▶ _THE EXERCISE_
Beginning with the line that contains "Note: identify the old", copy each subsequent line of the data below through the last one, including both ends but not the pictures.

▶ _MATERIAL PROVIDED_
----
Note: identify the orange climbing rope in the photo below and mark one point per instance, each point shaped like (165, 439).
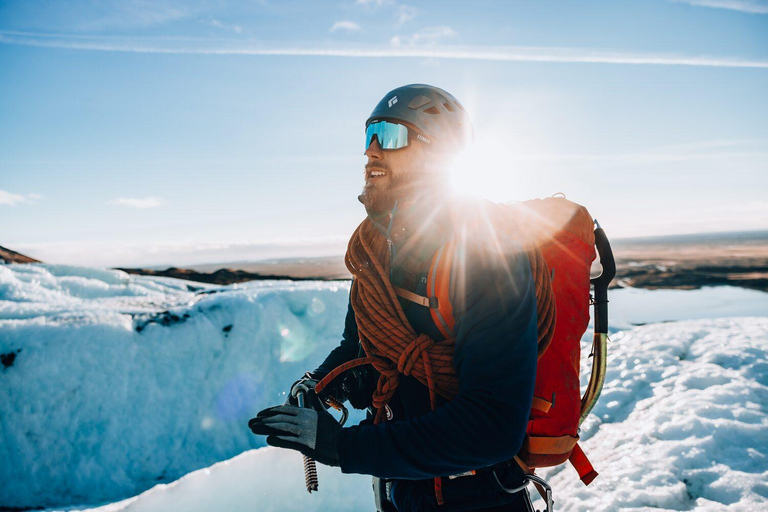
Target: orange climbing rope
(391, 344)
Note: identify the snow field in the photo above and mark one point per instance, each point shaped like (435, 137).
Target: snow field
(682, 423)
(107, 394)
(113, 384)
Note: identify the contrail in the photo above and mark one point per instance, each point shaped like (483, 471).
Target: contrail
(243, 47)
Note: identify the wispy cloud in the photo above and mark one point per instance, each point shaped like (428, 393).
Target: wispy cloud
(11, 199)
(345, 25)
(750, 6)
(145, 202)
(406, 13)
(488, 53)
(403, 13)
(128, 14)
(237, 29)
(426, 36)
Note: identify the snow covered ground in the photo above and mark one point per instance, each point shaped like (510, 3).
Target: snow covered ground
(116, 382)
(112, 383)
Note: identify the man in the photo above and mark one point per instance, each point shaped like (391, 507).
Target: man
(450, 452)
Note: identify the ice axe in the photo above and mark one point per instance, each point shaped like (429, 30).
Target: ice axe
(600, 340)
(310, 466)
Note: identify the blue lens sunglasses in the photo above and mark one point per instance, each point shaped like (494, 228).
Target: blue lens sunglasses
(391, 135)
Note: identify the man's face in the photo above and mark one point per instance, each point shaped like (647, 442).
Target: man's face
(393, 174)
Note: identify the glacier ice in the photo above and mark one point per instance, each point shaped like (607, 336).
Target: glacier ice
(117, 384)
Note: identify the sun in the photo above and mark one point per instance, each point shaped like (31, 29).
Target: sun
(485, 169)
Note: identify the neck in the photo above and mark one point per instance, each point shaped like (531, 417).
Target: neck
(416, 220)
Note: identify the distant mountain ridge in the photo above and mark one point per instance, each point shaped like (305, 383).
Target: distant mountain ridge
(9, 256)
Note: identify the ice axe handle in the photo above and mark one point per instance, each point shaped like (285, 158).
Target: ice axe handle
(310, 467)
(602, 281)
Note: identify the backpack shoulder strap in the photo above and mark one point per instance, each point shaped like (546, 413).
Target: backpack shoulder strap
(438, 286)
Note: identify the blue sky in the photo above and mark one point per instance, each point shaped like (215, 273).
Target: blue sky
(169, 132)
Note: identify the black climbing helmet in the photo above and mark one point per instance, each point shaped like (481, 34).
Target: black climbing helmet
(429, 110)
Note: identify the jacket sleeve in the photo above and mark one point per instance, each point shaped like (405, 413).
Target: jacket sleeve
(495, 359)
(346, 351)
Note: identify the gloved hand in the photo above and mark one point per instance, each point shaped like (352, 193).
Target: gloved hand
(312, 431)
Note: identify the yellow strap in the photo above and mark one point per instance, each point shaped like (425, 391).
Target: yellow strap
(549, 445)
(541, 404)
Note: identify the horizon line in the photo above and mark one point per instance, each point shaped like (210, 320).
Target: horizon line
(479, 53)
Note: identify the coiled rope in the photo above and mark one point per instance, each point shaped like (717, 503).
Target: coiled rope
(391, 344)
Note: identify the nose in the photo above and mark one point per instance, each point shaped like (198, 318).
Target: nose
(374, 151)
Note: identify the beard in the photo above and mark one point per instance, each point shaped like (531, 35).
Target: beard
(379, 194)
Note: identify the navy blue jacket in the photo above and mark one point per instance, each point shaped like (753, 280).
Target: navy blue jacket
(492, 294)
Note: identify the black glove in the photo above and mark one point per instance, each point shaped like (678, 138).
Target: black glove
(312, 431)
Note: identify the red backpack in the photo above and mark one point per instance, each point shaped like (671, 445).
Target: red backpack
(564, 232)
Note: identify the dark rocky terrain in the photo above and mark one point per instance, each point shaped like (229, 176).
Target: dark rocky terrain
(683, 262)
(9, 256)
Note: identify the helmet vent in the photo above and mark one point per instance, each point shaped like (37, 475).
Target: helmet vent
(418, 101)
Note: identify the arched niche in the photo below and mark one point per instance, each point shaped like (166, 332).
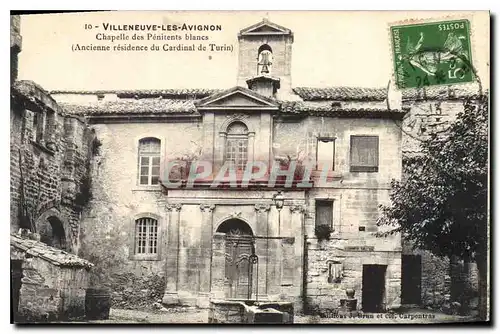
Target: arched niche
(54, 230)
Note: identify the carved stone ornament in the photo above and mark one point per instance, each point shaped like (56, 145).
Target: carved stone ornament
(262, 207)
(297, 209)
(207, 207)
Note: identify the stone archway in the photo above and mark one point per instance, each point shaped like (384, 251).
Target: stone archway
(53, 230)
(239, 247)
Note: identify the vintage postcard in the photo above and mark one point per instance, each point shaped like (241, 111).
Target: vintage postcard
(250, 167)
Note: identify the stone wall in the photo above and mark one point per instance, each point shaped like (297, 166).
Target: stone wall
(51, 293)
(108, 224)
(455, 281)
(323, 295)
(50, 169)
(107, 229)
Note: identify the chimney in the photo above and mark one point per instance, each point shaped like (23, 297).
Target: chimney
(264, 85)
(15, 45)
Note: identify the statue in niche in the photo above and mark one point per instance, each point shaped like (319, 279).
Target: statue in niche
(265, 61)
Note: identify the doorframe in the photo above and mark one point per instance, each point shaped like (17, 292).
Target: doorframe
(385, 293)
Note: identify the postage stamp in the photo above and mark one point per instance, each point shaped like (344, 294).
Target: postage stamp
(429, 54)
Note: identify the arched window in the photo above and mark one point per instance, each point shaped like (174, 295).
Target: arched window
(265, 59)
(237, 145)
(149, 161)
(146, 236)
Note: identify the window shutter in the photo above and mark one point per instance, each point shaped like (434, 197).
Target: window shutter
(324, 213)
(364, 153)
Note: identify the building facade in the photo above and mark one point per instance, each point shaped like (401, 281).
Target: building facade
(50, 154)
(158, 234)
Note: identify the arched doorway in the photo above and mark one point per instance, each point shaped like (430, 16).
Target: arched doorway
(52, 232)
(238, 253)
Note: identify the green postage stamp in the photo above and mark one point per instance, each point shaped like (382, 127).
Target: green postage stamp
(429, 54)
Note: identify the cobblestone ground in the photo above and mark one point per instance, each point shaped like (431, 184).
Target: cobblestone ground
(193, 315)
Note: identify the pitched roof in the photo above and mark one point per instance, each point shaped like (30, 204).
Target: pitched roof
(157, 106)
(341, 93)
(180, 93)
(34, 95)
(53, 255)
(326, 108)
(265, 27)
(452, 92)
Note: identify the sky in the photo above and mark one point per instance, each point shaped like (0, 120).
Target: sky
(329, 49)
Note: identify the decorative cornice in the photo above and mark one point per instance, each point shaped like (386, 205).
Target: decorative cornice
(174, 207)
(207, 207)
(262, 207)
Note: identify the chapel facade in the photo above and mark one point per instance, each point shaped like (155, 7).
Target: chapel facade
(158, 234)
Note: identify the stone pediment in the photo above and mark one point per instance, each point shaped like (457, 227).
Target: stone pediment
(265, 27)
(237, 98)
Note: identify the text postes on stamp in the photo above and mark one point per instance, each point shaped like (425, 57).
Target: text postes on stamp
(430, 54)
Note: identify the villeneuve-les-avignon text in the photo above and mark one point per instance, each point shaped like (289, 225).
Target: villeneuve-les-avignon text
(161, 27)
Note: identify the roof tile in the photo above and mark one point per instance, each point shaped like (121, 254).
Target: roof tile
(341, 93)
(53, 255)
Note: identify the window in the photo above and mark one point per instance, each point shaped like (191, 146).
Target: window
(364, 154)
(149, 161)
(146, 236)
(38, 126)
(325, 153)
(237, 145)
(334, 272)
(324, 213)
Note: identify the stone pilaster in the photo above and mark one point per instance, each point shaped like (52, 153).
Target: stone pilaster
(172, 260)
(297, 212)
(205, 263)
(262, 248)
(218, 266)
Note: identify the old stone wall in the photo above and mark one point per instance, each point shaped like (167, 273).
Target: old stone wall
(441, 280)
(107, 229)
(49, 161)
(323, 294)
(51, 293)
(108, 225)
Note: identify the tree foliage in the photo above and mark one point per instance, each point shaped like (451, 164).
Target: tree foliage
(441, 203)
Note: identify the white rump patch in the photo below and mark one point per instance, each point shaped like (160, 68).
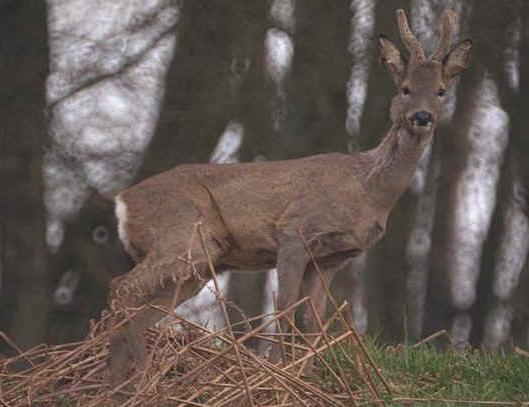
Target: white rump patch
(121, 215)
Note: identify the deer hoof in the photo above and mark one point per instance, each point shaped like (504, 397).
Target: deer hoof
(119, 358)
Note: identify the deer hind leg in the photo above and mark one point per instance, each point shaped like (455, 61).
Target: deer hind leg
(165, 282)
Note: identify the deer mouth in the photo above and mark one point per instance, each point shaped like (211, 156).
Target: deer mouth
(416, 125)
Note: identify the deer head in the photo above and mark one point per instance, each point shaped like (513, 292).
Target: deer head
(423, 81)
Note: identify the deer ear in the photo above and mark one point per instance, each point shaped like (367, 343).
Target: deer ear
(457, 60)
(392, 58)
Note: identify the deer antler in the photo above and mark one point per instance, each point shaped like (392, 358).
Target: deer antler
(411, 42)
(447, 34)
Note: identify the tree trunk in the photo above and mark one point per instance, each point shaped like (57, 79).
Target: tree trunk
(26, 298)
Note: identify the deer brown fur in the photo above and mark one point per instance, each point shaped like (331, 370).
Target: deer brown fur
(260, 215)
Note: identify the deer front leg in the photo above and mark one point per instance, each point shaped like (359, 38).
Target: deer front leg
----
▶ _RESPONSE TO THE TASK_
Note: identify the old stone wall in the photo above and mark one point per instance, each point shaped like (167, 273).
Target: old stone wall
(441, 280)
(107, 229)
(49, 161)
(323, 294)
(51, 293)
(108, 225)
Note: identify the tree foliage in the photo above and mark one point per instance, each point shaped like (451, 164).
Target: tree foliage
(441, 203)
Note: identify the white rump patch in the photo below and mark one point per instance, each point shaped like (160, 68).
Target: white rump patch
(121, 215)
Note: identify the deer hoof in the photo above and mark one point per instance, each point shaped like (504, 397).
Target: deer hoof
(119, 358)
Note: identify the deer hind leg in the photo above and mark one point per instance, each point shaped like (455, 61).
Target: deer hind leg
(165, 282)
Note: identify the deer mouth in the photo above and mark one point per instance, each point shaped like (211, 156).
Target: deer mouth
(416, 125)
Note: identify the deer head in the photo above and mark one point per instance, each point shaped like (513, 292).
Target: deer head
(423, 81)
Note: identify the deer ear in the photo above and mark one point per instance, each point shaped like (367, 343).
Target: deer ear
(457, 60)
(392, 58)
Note: identify the deer antler in the photo above and mark one point per instance, each point shaped like (392, 358).
Target: deer antler
(411, 42)
(447, 34)
Note: identify the tree trunk in the photo above and mark one point per instance, each point shaped like (57, 79).
Target: tree trunk
(26, 298)
Note: identify the deer brown fur in the photo above and mark one point per instance, each point shaped like (331, 370).
Target: deer brown fur
(260, 215)
Note: identify the deer front leg in the photo above and mark one point per instance, each point shaped like (359, 38).
Target: deer front leg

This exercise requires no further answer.